◆ Task to carry out
Nothing but the lines from the one containing "Target: coffee pot" through the end of the data should be output, each reproduced exactly.

[Extracted data entries]
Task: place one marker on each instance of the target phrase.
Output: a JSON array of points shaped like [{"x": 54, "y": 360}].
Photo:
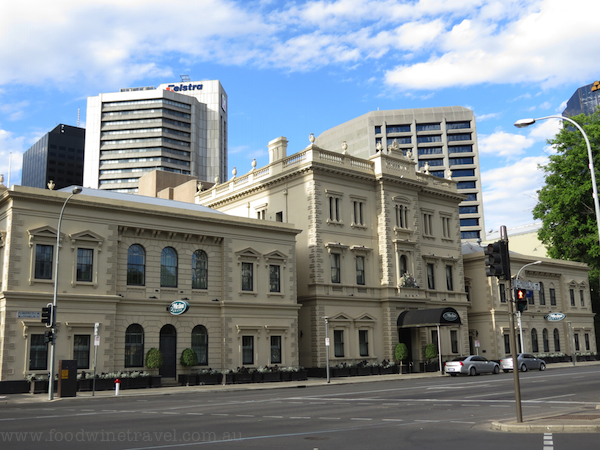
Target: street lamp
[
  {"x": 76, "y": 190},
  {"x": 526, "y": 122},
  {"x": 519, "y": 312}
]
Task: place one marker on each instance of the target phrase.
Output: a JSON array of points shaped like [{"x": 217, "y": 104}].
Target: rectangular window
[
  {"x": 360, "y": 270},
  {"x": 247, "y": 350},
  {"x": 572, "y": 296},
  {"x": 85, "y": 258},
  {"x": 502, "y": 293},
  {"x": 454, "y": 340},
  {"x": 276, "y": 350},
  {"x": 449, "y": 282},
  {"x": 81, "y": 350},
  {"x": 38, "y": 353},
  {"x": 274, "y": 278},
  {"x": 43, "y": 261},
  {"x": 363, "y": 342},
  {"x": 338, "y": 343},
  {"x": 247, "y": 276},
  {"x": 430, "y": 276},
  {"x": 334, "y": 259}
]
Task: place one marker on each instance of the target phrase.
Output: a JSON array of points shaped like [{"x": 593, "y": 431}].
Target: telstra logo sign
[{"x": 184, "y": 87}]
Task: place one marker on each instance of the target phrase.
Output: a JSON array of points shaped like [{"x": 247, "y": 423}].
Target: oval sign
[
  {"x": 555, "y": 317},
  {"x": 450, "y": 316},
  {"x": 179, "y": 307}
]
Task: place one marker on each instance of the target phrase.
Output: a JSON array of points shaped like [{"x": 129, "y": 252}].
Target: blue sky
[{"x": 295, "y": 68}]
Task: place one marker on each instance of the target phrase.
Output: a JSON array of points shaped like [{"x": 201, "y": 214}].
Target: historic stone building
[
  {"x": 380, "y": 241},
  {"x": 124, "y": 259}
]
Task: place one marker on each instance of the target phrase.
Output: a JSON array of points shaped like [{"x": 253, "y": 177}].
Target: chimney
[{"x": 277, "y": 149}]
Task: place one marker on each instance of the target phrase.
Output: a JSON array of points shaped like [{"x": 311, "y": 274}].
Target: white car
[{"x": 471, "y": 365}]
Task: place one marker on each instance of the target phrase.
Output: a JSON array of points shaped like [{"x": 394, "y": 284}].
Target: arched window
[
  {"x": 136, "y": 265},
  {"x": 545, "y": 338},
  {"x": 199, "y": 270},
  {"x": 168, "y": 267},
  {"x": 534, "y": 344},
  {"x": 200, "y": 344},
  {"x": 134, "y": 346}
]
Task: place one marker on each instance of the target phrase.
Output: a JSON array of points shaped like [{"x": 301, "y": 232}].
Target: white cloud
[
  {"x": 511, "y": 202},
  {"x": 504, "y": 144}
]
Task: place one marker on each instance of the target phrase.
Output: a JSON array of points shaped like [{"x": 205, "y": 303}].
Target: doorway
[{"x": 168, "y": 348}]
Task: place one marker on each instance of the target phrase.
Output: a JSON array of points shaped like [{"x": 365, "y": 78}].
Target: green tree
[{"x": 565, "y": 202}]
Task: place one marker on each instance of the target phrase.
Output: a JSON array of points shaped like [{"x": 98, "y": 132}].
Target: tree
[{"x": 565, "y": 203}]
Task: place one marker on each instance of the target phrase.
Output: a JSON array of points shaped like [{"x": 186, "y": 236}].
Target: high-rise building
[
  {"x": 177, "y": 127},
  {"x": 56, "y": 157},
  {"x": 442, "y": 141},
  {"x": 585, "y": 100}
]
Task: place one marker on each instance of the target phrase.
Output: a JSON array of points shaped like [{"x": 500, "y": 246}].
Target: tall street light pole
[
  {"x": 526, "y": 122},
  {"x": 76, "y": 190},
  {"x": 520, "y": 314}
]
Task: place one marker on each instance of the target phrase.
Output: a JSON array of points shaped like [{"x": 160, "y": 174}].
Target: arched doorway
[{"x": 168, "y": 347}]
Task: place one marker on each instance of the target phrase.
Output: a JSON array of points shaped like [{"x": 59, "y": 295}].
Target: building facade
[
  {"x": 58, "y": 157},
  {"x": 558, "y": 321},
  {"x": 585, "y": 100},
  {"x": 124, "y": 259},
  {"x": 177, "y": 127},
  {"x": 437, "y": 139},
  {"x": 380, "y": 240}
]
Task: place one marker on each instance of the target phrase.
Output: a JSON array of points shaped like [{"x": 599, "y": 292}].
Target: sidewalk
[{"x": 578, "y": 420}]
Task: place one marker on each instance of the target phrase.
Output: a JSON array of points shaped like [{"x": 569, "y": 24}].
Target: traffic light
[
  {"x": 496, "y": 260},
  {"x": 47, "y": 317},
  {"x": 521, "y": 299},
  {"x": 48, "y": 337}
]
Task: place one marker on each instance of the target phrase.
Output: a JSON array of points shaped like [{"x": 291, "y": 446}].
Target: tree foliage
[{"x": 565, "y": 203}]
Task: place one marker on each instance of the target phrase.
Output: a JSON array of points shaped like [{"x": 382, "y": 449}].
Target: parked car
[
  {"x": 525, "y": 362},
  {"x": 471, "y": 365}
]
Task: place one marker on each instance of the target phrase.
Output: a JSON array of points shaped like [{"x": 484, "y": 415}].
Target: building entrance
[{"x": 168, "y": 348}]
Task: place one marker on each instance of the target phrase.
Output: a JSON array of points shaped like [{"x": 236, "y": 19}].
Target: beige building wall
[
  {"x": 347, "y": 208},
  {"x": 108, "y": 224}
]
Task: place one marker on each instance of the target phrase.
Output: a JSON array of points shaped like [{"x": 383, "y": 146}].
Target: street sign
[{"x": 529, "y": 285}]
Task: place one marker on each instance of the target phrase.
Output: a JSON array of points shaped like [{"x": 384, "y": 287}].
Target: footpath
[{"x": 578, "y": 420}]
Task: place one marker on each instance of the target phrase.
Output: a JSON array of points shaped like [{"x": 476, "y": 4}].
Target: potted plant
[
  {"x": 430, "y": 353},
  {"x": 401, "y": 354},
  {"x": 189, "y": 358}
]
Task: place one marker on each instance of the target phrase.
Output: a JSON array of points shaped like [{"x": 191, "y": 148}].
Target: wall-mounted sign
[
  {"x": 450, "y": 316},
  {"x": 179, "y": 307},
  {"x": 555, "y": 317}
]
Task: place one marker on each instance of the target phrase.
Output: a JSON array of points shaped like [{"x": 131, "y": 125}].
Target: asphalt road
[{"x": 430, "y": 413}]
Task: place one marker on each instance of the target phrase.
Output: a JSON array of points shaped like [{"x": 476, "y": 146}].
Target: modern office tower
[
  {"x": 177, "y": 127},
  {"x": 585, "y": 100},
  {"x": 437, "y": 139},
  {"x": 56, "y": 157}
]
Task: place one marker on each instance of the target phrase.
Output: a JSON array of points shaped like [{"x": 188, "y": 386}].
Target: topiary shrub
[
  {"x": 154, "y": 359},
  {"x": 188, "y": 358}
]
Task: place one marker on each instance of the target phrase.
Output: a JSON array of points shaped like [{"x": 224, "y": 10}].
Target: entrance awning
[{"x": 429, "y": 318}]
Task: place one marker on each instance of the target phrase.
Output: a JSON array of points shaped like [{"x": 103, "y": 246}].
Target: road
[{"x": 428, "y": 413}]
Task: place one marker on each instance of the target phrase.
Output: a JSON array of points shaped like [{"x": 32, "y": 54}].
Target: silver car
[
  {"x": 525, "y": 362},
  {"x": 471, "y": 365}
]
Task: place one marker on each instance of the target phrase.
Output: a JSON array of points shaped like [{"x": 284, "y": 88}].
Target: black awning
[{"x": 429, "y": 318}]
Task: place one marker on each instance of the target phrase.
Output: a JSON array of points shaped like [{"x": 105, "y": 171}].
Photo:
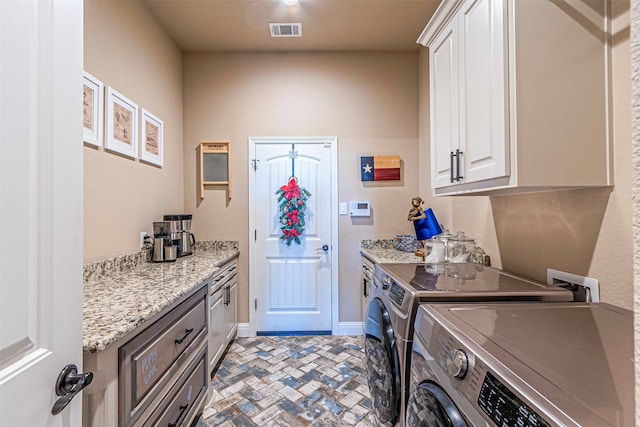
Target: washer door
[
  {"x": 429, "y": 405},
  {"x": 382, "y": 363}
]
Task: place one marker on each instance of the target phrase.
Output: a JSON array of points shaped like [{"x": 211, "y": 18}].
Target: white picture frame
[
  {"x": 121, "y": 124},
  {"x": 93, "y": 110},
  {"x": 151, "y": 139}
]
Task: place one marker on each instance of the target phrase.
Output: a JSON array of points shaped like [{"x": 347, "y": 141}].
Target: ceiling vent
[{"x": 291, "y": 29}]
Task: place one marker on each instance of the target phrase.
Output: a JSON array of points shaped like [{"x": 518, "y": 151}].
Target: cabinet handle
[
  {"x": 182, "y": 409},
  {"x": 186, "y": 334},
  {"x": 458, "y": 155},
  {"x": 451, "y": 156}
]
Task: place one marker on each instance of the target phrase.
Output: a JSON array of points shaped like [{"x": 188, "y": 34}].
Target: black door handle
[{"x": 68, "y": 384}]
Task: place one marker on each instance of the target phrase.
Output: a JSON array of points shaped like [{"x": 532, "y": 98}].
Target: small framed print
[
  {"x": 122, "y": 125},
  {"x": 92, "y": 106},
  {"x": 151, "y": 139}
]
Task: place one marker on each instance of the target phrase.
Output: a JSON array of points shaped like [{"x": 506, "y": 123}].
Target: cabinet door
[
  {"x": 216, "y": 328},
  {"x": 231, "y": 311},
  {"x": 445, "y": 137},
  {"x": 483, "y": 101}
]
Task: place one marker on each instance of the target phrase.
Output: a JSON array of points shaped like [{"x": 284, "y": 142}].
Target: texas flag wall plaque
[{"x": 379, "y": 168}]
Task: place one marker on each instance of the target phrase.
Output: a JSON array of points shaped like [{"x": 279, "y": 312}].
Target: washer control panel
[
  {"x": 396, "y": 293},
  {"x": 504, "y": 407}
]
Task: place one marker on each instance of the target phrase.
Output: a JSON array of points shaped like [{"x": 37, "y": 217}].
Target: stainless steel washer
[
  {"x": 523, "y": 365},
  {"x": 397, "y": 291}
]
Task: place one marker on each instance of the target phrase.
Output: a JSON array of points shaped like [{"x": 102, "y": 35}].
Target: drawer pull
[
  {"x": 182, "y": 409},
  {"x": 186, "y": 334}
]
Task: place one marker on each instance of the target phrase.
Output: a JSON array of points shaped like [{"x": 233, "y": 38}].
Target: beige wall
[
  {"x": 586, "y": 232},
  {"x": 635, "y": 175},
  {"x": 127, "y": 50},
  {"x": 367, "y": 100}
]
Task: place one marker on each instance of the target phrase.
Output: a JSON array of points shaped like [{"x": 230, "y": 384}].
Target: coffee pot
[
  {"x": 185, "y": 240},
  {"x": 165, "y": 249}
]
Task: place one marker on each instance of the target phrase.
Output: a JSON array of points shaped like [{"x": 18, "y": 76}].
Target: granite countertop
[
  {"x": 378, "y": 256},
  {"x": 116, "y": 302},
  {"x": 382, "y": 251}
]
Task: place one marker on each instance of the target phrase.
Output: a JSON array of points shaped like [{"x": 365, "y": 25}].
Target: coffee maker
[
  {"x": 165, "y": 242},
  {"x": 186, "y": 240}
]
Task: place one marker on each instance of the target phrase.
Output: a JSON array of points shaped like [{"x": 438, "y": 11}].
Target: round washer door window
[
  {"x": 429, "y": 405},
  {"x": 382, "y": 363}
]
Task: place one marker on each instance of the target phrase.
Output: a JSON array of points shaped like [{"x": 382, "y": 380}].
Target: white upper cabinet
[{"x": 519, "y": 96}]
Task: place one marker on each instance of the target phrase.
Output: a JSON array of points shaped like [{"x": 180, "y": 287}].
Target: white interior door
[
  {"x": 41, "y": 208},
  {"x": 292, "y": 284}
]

◆ Result of the task
Target: coffee pot
[
  {"x": 185, "y": 240},
  {"x": 165, "y": 249}
]
Task: place one marker on each instance of the target phrase.
Output: a JSON array of points shaped like [{"x": 18, "y": 76}].
Target: granite countertop
[
  {"x": 378, "y": 256},
  {"x": 116, "y": 302},
  {"x": 382, "y": 251}
]
Task: place one marker on each instance of the target phrase.
Output: a JSON array of points shaped like [{"x": 365, "y": 25}].
Target: coffee maker
[
  {"x": 165, "y": 242},
  {"x": 186, "y": 240}
]
Task: place one marker on each instance of the target phrase.
Output: a JSON array of points shaped like [{"x": 438, "y": 11}].
Target: round washer door window
[
  {"x": 429, "y": 405},
  {"x": 382, "y": 363}
]
Task: place one marker on each instance of the target phrase.
Output: a JSON array of points shaped like [{"x": 382, "y": 380}].
Target: white upper cabinet
[{"x": 519, "y": 96}]
Task: place one marker on each instance of the target phrase.
Output: a JSON array of points shaped like [{"x": 180, "y": 287}].
Target: white interior door
[
  {"x": 41, "y": 208},
  {"x": 292, "y": 284}
]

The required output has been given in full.